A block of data
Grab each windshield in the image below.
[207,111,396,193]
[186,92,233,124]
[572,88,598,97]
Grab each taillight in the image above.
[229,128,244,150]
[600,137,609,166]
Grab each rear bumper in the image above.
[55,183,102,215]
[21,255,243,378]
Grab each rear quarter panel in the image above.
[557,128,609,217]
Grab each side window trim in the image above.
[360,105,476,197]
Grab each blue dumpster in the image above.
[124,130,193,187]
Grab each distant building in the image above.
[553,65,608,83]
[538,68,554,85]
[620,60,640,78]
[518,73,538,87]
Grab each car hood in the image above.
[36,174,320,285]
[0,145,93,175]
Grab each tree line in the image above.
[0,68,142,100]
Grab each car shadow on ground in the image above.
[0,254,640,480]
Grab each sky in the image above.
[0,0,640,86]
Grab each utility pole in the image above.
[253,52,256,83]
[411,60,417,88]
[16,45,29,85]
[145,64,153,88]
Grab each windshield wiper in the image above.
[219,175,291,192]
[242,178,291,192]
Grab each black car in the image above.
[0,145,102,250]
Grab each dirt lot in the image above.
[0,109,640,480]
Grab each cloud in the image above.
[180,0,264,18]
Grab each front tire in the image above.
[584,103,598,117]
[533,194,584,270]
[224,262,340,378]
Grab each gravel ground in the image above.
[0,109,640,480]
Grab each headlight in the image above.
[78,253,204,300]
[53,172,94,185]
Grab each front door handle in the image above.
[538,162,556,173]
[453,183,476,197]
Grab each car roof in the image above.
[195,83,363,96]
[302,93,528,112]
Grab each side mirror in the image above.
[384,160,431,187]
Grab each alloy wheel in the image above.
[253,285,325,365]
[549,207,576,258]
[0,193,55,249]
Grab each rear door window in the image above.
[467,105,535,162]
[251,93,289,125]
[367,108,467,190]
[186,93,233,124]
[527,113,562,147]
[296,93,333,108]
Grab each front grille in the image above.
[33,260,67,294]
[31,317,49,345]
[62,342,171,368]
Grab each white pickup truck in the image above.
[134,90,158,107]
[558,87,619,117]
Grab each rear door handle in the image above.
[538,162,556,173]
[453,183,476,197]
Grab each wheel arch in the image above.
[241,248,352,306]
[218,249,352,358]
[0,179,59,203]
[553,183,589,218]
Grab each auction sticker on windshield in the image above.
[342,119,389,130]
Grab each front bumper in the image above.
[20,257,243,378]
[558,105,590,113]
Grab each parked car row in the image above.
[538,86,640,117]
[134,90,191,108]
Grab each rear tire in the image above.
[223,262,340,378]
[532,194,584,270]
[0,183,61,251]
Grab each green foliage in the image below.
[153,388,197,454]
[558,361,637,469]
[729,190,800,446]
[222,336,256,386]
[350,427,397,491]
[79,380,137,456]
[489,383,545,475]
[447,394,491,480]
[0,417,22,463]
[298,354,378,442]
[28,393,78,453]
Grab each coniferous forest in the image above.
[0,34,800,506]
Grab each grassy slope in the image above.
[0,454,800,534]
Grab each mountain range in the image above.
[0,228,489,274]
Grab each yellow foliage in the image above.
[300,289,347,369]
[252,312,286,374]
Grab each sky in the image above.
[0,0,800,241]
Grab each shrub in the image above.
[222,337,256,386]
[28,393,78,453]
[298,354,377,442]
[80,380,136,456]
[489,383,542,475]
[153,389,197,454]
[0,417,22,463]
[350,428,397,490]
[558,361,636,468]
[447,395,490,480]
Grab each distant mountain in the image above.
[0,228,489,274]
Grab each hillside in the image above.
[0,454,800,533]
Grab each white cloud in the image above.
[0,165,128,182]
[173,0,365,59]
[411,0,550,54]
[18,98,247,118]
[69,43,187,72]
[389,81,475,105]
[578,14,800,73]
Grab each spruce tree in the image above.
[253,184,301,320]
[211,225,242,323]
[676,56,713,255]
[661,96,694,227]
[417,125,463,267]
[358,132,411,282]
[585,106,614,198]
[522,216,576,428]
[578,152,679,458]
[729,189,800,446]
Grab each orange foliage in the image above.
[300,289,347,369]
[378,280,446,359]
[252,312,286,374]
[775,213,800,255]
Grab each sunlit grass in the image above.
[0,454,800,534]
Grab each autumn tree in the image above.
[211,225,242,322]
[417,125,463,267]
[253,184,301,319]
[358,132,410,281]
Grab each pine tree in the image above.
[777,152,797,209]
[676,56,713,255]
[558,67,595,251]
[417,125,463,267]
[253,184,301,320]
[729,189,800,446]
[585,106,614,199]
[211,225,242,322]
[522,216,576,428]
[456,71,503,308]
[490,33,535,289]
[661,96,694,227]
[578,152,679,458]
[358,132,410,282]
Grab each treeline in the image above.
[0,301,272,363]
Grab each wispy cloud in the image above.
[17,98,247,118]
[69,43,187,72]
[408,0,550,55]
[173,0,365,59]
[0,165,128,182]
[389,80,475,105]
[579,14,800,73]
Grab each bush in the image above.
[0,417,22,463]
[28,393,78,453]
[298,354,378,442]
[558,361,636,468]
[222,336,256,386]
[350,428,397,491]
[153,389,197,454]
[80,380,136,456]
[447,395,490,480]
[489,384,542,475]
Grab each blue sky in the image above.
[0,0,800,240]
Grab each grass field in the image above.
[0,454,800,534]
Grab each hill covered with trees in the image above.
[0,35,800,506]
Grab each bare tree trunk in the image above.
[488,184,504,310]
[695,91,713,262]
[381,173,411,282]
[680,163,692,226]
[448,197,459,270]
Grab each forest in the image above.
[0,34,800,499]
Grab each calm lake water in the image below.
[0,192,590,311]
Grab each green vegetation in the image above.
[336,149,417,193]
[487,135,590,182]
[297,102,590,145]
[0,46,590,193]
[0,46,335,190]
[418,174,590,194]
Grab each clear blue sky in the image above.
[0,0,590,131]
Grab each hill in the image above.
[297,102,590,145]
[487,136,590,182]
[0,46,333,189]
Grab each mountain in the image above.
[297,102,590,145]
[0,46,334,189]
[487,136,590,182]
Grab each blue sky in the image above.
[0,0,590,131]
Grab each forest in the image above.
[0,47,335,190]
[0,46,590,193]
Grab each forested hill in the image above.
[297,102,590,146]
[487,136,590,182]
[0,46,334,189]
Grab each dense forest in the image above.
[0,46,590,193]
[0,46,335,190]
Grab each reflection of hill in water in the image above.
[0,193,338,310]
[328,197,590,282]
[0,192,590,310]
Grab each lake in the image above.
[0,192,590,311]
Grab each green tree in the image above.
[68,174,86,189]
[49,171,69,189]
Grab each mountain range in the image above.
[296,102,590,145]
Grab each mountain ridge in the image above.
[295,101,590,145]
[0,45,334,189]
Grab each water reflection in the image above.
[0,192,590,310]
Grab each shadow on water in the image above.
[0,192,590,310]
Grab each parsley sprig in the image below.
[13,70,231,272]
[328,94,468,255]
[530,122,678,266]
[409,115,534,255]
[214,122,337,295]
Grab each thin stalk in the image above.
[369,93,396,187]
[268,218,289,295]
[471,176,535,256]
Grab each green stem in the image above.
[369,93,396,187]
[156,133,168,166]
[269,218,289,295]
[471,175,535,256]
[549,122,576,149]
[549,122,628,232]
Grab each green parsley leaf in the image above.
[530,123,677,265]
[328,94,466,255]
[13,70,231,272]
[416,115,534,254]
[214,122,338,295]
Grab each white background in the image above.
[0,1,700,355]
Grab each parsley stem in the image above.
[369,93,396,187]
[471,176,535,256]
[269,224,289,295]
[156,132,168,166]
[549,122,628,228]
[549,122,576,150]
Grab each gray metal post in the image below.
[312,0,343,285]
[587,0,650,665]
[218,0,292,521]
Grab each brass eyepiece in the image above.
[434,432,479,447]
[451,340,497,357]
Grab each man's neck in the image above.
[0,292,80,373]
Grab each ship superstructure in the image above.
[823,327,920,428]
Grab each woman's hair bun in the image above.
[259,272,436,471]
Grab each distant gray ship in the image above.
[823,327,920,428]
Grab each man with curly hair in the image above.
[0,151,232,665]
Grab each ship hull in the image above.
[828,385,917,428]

**Work to be completed:**
Retype the data above word for word, starting from its first line and stopping after the line that contains "[0,0,640,86]".

**Task solution:**
Grab each windshield in the image below.
[207,111,396,193]
[186,92,233,124]
[572,88,598,97]
Grab each taillight in the image above.
[229,128,244,150]
[600,137,609,166]
Grab each rear bumper in the image above.
[55,183,102,215]
[21,255,243,378]
Grab each rear quarter panel in the image above.
[557,128,609,217]
Grab each side window trim in the image above.
[360,105,476,197]
Grab each blue dumpster in the image above.
[124,130,193,187]
Grab each distant building in the image above.
[553,65,608,83]
[538,68,554,85]
[620,60,640,78]
[518,73,538,87]
Grab each car hood in the image above.
[36,174,320,285]
[0,145,93,175]
Grab each tree line in the image above.
[0,68,142,100]
Grab each car shadow on ground in the image above.
[0,254,640,480]
Grab each sky in the image above.
[0,0,640,86]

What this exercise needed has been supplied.